WORK TO BE COMPLETED. From the listing below, copy each line that contains the word "exact".

AVAILABLE RECORDS.

:::

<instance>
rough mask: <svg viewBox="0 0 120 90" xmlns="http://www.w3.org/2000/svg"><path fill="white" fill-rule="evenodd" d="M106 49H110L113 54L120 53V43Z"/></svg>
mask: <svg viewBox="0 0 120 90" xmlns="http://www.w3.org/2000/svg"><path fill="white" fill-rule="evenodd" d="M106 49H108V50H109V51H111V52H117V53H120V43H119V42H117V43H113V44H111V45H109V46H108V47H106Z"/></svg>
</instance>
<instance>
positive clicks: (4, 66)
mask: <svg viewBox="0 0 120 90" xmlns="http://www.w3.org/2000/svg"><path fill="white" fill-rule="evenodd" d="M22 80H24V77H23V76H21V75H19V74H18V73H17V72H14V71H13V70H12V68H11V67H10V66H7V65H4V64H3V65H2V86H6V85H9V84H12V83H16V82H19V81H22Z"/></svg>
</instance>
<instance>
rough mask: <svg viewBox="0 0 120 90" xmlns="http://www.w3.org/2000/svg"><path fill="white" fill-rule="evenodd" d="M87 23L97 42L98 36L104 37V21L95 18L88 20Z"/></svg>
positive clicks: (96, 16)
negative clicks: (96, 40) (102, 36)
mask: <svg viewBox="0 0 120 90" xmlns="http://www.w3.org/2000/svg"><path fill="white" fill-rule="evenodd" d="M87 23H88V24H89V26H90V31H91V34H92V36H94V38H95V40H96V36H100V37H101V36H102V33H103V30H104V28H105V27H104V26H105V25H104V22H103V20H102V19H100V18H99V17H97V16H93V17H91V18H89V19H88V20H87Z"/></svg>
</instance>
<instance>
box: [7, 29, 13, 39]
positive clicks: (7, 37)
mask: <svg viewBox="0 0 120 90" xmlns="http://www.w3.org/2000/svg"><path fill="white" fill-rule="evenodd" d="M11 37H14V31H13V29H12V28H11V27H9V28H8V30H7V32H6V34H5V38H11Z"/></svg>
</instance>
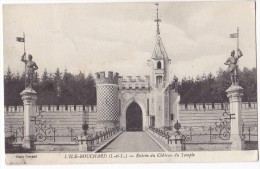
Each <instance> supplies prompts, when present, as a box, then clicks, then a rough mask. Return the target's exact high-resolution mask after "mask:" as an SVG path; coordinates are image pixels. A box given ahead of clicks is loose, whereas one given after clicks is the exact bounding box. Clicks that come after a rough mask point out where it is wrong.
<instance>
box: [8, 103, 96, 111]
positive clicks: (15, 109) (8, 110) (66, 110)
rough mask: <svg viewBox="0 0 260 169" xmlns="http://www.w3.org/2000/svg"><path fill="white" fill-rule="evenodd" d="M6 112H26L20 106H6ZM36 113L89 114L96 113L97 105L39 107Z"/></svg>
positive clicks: (21, 105)
mask: <svg viewBox="0 0 260 169" xmlns="http://www.w3.org/2000/svg"><path fill="white" fill-rule="evenodd" d="M4 111H5V112H9V113H20V112H23V111H24V107H23V106H22V105H19V106H5V110H4ZM35 111H36V112H39V111H43V112H83V111H85V112H89V113H96V112H97V107H96V105H37V106H36V107H35Z"/></svg>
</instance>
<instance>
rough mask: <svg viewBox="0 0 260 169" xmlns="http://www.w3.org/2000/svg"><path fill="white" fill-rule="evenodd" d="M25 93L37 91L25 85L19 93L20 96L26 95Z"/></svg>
mask: <svg viewBox="0 0 260 169" xmlns="http://www.w3.org/2000/svg"><path fill="white" fill-rule="evenodd" d="M26 94H35V95H36V94H37V92H36V91H34V90H33V89H32V88H30V87H27V88H25V89H24V90H23V91H22V93H20V95H21V96H22V95H26Z"/></svg>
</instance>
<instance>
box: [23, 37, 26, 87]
mask: <svg viewBox="0 0 260 169" xmlns="http://www.w3.org/2000/svg"><path fill="white" fill-rule="evenodd" d="M23 39H24V42H23V50H24V53H25V52H26V50H25V34H24V32H23ZM24 60H26V54H25V56H24ZM26 83H27V81H26V63H25V64H24V84H25V86H24V88H25V89H26Z"/></svg>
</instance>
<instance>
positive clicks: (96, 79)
mask: <svg viewBox="0 0 260 169" xmlns="http://www.w3.org/2000/svg"><path fill="white" fill-rule="evenodd" d="M118 75H119V74H118V73H117V72H115V73H113V72H112V71H108V73H107V76H106V73H105V71H101V72H97V73H96V84H97V85H99V84H116V85H117V84H118Z"/></svg>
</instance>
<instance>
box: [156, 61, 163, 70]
mask: <svg viewBox="0 0 260 169" xmlns="http://www.w3.org/2000/svg"><path fill="white" fill-rule="evenodd" d="M161 68H162V63H161V61H159V62H157V69H161Z"/></svg>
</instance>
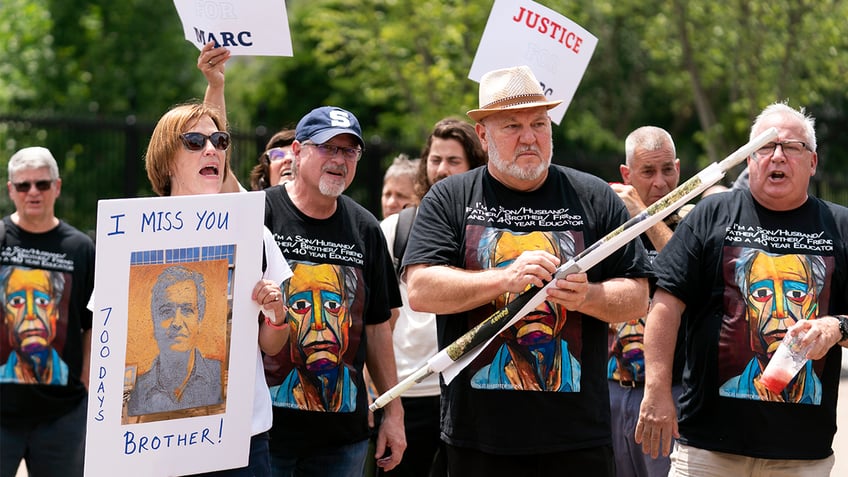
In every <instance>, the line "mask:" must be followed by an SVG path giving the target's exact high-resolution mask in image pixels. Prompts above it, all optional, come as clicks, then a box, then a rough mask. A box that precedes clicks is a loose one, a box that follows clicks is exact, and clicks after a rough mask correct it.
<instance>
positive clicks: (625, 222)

:::

RESPONSE AREA.
Each <instance> supplies prompts, when present, as a box, then clicks, then a rough mask. Return the target's exact high-resolution mask after "mask:" as an SVG path; coordinates are image pixels. A box given ahead of clicks is loose, whereas one given after clicks is the exact bounding box. Clicks that come after a rough mask point out where it is wrong.
In every <instance>, the line "mask:" must be followed by an SVG path giving the target's exact high-resolution mask in image pixels. Prompts above it, all optional, come as clicks, then a box, then a rough mask. A box that precedes clicks is a loose one, a box that follows clicks is exact, and clicks after a rough mask correct it.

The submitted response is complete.